• _The problem_
The answer must consist of the records below, repeated exactly.

• _Records shown_
>>>
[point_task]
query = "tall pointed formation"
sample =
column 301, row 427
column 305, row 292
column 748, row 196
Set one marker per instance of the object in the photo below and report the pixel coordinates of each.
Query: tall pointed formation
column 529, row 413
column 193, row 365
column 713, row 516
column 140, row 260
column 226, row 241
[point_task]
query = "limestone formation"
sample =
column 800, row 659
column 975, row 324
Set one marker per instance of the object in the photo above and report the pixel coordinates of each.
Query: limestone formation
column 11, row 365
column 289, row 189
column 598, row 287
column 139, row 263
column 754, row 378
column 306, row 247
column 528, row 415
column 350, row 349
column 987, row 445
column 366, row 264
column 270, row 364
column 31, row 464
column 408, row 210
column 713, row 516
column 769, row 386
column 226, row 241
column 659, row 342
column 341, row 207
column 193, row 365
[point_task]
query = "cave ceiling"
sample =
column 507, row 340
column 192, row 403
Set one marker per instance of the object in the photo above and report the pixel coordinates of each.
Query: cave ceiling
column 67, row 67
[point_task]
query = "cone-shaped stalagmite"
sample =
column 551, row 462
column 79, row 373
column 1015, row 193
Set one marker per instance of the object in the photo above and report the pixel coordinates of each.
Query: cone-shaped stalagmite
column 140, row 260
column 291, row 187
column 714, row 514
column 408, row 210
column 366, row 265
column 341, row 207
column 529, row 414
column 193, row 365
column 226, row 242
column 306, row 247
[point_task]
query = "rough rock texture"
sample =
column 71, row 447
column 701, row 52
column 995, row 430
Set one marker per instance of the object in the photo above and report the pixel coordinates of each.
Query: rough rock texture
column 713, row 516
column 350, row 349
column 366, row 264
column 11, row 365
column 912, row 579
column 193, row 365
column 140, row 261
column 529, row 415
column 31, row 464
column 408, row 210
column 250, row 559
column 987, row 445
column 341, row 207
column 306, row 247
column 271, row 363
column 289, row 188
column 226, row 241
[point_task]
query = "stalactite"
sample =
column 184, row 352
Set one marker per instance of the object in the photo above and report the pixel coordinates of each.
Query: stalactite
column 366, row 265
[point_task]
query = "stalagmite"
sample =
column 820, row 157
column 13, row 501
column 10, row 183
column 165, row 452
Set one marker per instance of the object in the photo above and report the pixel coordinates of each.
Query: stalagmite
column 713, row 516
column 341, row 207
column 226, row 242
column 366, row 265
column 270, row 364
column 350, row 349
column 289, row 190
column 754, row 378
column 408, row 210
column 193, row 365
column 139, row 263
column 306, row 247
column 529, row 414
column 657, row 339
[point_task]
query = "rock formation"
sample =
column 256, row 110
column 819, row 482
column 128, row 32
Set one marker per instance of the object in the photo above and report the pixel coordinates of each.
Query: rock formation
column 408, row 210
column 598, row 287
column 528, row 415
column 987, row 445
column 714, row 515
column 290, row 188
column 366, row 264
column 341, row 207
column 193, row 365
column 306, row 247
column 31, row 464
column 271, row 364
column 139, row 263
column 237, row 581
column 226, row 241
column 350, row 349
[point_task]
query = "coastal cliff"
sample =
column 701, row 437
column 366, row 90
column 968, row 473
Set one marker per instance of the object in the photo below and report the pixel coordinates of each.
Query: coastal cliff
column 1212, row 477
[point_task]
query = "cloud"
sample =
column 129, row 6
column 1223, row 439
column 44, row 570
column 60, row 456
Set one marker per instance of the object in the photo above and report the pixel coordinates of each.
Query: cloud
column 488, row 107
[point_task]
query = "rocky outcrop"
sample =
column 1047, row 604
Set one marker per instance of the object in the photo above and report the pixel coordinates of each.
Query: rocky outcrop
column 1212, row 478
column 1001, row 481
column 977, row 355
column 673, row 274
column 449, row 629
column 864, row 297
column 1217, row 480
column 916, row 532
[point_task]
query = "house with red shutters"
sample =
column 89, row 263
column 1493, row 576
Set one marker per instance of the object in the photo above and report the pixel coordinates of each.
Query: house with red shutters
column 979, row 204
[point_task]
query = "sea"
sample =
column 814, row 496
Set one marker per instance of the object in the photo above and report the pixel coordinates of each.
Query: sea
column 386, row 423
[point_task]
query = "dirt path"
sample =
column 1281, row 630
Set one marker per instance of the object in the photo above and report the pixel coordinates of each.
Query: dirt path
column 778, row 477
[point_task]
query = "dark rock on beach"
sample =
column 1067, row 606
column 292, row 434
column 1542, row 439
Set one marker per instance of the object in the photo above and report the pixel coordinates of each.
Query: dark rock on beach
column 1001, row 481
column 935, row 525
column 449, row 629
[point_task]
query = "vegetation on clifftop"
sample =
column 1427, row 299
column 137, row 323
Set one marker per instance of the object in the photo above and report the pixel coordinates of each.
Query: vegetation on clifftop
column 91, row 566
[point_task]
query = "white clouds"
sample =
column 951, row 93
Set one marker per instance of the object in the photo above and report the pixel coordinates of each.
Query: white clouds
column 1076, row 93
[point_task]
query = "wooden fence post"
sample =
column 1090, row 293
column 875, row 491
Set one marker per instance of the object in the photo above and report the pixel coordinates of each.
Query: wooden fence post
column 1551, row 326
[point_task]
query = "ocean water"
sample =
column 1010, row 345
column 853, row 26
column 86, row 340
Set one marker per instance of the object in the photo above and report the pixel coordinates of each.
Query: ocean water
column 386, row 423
<<<
• _Result_
[point_task]
query = "tall pointed formation"
sample =
column 301, row 427
column 305, row 292
column 748, row 196
Set one marker per instance of the object in the photo below and report the pixel coordinates of each.
Query: tall pointed formation
column 529, row 413
column 193, row 365
column 713, row 516
column 140, row 260
column 226, row 241
[point_task]
query = "limestone formation"
sample =
column 800, row 659
column 975, row 324
Set one marker per instance of the object in the photo above and report the pixel coordinates of each.
Query: limestone formation
column 11, row 365
column 289, row 189
column 598, row 287
column 139, row 263
column 754, row 378
column 306, row 247
column 528, row 415
column 350, row 349
column 987, row 445
column 366, row 264
column 270, row 364
column 31, row 464
column 408, row 210
column 713, row 516
column 769, row 386
column 226, row 241
column 659, row 342
column 341, row 207
column 193, row 365
[point_task]
query = "cave ceiling"
sample =
column 507, row 340
column 192, row 403
Set one marker per instance of the object in the photo above and report the pixel coordinates of each.
Query: cave ceiling
column 67, row 67
[point_task]
query = "cone-shaped stalagmite"
sample =
column 551, row 462
column 79, row 373
column 1015, row 193
Set one marker per instance of the object in the photo above and report the pixel coordinates of each.
Query: cone-shaped stalagmite
column 140, row 260
column 291, row 187
column 714, row 514
column 408, row 210
column 366, row 265
column 341, row 207
column 529, row 414
column 193, row 365
column 226, row 242
column 306, row 247
[point_task]
query = "rough rock texture"
sample =
column 71, row 447
column 701, row 52
column 995, row 430
Set one marker per instance of the object in the photo above and report the pixel coordinates of each.
Query: rough rock texture
column 713, row 516
column 350, row 349
column 366, row 264
column 11, row 365
column 912, row 579
column 193, row 365
column 140, row 261
column 529, row 415
column 31, row 464
column 408, row 210
column 250, row 559
column 987, row 445
column 341, row 207
column 306, row 247
column 271, row 363
column 289, row 188
column 226, row 241
[point_task]
query = "stalactite"
sample =
column 184, row 352
Set one marker per instance of the object in the photo above and report the pixel coordinates of each.
Query: stalactite
column 366, row 265
[point_task]
query = "stalagmite"
sample =
column 820, row 157
column 13, row 501
column 10, row 183
column 165, row 452
Set one marker per instance of the object in the photo above and report the pixel coordinates of each.
Query: stalagmite
column 713, row 516
column 341, row 207
column 226, row 242
column 366, row 265
column 270, row 364
column 350, row 349
column 289, row 190
column 754, row 378
column 408, row 210
column 193, row 365
column 139, row 263
column 306, row 247
column 529, row 414
column 657, row 339
[point_task]
query = "rock formation"
sample =
column 256, row 110
column 819, row 482
column 128, row 32
Set one marker per instance of the object in the photo above and report the pixel coordinates of each.
Query: rock formation
column 408, row 210
column 598, row 287
column 528, row 415
column 987, row 445
column 714, row 515
column 290, row 188
column 366, row 264
column 341, row 207
column 193, row 365
column 306, row 247
column 31, row 464
column 271, row 364
column 139, row 263
column 237, row 581
column 226, row 241
column 350, row 349
[point_task]
query = "coastal cliff"
sample =
column 701, row 437
column 366, row 90
column 968, row 473
Set one marker per instance of the object in the photo below and report the pixel coordinates of each.
Query: coastal cliff
column 1212, row 477
[point_task]
query = "cloud"
sample =
column 129, row 6
column 1223, row 439
column 44, row 570
column 60, row 456
Set one marker per instance of the object in the photo above and report the pixel coordinates of each.
Query: cloud
column 488, row 107
[point_task]
query = "rocky outcrop"
sample =
column 1047, row 604
Set one marker per instance of the object in the photo above and report the pixel coordinates of each.
Query: rocky outcrop
column 1212, row 478
column 1001, row 481
column 977, row 355
column 673, row 274
column 449, row 629
column 864, row 297
column 1217, row 480
column 916, row 532
[point_task]
query = "house with red shutters"
sample =
column 89, row 263
column 1493, row 576
Set one marker per instance of the object in the photo above and report the pixel coordinates of each.
Query: house with red shutters
column 979, row 204
[point_task]
query = "sea"
sample =
column 814, row 496
Set one marker per instance of the object in the photo above and report the pixel coordinates of each.
Query: sea
column 386, row 423
[point_task]
query = "dirt path"
sample =
column 1281, row 630
Set one marker per instance of the object in the photo above and report the pixel coordinates of each.
Query: dirt path
column 778, row 477
[point_task]
query = "dark rock on beach"
sample =
column 1067, row 606
column 292, row 434
column 1542, row 439
Set one marker per instance of the object in the photo above and report the pixel coordinates of each.
Query: dark rock on beach
column 1001, row 481
column 935, row 525
column 449, row 629
[point_task]
query = "vegetation on clifftop"
sample =
column 1427, row 299
column 137, row 323
Set one marker per instance of the object in the photo above and report the pixel coordinates of each.
Query: vegetation on clifftop
column 91, row 566
[point_task]
query = "white clouds"
sample =
column 951, row 93
Set one marker per instance of the object in the photo above and report the pixel coordinates of each.
Query: white clouds
column 1076, row 93
[point_task]
query = "wooden fence post"
sample =
column 1090, row 293
column 875, row 491
Set one marker per instance of the object in the photo above and report the pixel coordinates of each.
Query: wooden fence post
column 1551, row 326
[point_task]
query = "ocean water"
sample =
column 1010, row 345
column 853, row 26
column 86, row 340
Set one marker per instance of the object in the photo above and report the pixel coordinates of each.
Query: ocean water
column 386, row 423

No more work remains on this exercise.